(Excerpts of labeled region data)
§ §

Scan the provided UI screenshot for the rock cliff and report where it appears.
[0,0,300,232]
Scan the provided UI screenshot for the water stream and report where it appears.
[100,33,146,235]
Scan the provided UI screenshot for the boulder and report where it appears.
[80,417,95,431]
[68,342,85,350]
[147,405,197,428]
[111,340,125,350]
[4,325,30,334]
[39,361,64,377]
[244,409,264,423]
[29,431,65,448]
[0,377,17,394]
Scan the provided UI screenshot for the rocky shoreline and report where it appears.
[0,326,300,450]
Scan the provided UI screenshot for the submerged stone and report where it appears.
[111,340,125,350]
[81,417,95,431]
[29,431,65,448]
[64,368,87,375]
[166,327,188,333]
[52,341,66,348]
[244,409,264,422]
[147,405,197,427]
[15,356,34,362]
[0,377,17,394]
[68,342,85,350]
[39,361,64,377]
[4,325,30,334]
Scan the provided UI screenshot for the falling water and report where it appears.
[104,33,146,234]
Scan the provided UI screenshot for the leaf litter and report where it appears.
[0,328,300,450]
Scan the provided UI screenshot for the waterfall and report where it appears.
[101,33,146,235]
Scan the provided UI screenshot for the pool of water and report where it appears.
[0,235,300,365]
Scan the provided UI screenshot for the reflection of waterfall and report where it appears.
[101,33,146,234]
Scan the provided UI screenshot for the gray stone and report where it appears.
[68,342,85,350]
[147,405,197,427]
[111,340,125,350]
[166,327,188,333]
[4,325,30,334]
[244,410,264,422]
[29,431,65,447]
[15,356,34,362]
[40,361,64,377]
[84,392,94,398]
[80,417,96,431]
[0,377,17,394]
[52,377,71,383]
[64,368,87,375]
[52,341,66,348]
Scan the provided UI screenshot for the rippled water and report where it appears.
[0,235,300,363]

§ §

▸ Directions
Rewrite all of the entries above, switching "report where it appears" to "give its location" everywhere it occurs. Leave everything else unchanged.

▸ The answer
Scan the provided UI screenshot for the rock cliff and give its location.
[0,0,300,232]
Scan the provided UI screenshot for the water stream and give its location.
[100,33,146,235]
Scan the provided UI screenshot for the boulder and give its location.
[80,417,95,431]
[68,342,85,350]
[147,405,197,428]
[111,340,125,350]
[4,325,30,334]
[39,361,64,377]
[244,409,264,423]
[29,431,65,448]
[0,377,17,394]
Scan the provided UI screenshot for the rocky shoreline and give its location.
[0,326,300,450]
Scan the provided UI screenshot for the submerged stone and give its location.
[111,340,125,350]
[81,417,95,431]
[29,431,65,448]
[64,368,87,375]
[166,327,188,333]
[52,341,66,348]
[244,409,264,422]
[147,405,197,427]
[15,356,34,362]
[0,377,17,394]
[68,342,85,350]
[39,361,64,377]
[4,325,30,334]
Scan the provided UI screenshot for the falling water and give its location.
[104,33,146,234]
Scan the provided UI screenshot for the leaf litter and give its location.
[0,328,300,450]
Scan the provided UI screenshot for the waterfall and give its location.
[101,33,146,235]
Scan the provided UI screenshot for the pool of water and give its location.
[0,235,300,365]
Scan the provided UI screenshot for the reflection of waterfall and give its location.
[101,33,146,234]
Scan the provided UI screenshot for the gray stone and give its location.
[68,342,85,350]
[147,405,197,427]
[111,340,125,350]
[166,327,188,333]
[4,325,30,334]
[244,410,264,422]
[29,431,65,447]
[15,356,34,362]
[40,361,64,377]
[84,392,94,398]
[80,417,96,431]
[0,377,17,394]
[52,377,71,383]
[64,368,87,375]
[52,341,66,348]
Scan the provided UI screenshot for the rippled water and give its location.
[0,235,300,363]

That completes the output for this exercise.